*** Opening PAGE TEXT ***
Sunday, July 14, 2024

The Capuano Early Childhood Education Center in East Somerville. (Photo: HMFH Architects)

Fights break out at Somerville High School roughly once every two weeks – actually strikingly low for an urban high school, School Committee member Andre Green said, but enough to continue a conversation Monday among the full committee.

“Particularly following the global pandemic, SHS has seen an increase in both physical and verbal fights within our school. This is part of an unfortunate national trend among high schools,” principal Alicia Kersten says in a memo that was the basis for Monday’s discussion.

The memo was underway long before an uproar at Brockton High School, where elected officials worried about student violence wanted the National Guard called in to keep the peace. On Nov. 2, Somerville High School saw five student fights in one day, none with significant injuries or involving weapons. All of the fights involved separate friend groups and were seemingly unrelated, though Kersten said at the time that the first fight of the day may have contributed to “energy in the building.”

Across the city line, a fight between two students at Cambridge Rindge and Latin School on Feb. 14 sent one girl to the hospital, a police spokesperson said.

While Kersten said she finds many families to be focused on security staff and measures such as ID checks upon entering the building, “what you’re really going to do to stop fights in school is to change the culture.”

“Restorative justice starts with everybody feeling like they have a community that they belong to and that they have a sense of ownership in their community,” Kersten said.

As such, teachers are implementing community circles in classes and the school has opened up more opportunities for students to seek mediation through a collaboration with Cambridge Health Alliance.

“It was very moving to me particularly as a parent of a high schooler to hear not only about safety, but about relationship building and trust and the support of this combination of team members,” said Laura Pitone, the Ward 5 representative to the School Committee. 

Capuano Early Childhood report

The committee also heard an improvement plan Monday for the Capuano Early Childhood Education Center at 150 Glen St., East Somerville, part of an ongoing look at individual schools’ plans and recent growth. Principal Felix Caraballo presented on mission and goals for an institution where he finds “joy in the morning” by seeing the littlest students peeking through the lower of two windows in classroom doors.

“We set a strong foundation of collaboration, social-emotional wellness and school readiness,” Caraballo said.
*** Closing PAGE TEXT ***
*** Opening DATA ***
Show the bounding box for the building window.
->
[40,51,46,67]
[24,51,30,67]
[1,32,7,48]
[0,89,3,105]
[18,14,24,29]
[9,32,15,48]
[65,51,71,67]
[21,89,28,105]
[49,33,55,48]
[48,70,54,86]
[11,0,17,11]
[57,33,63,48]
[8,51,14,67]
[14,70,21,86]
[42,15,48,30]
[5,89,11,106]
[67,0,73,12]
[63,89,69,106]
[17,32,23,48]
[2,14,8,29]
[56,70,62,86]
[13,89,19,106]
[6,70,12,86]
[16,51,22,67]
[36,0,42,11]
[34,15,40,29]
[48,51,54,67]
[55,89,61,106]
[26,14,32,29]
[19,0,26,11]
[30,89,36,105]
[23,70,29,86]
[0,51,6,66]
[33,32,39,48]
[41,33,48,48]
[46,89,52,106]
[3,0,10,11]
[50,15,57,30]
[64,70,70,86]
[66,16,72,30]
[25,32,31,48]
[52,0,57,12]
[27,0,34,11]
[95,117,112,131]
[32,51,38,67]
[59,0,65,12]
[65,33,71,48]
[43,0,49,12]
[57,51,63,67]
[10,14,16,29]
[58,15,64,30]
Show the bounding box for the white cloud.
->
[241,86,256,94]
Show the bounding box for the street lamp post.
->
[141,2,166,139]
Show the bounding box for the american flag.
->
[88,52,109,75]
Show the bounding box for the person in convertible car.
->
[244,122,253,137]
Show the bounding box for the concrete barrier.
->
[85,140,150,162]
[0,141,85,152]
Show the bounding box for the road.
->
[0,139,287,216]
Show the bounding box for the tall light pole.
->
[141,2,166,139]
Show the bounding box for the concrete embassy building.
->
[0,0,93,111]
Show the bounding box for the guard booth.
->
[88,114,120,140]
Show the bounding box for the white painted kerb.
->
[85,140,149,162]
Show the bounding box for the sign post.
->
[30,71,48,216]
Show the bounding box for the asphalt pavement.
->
*** Closing DATA ***
» **PROBLEM DETAILS**
List every person named in the article on Somerville schools, each with the role the article gives them.

» **RESPONSE**
Andre Green: School Committee member
Alicia Kersten: principal of Somerville High School
Laura Pitone: Ward 5 representative to the School Committee
Felix Caraballo: principal of the Capuano Early Childhood Education Center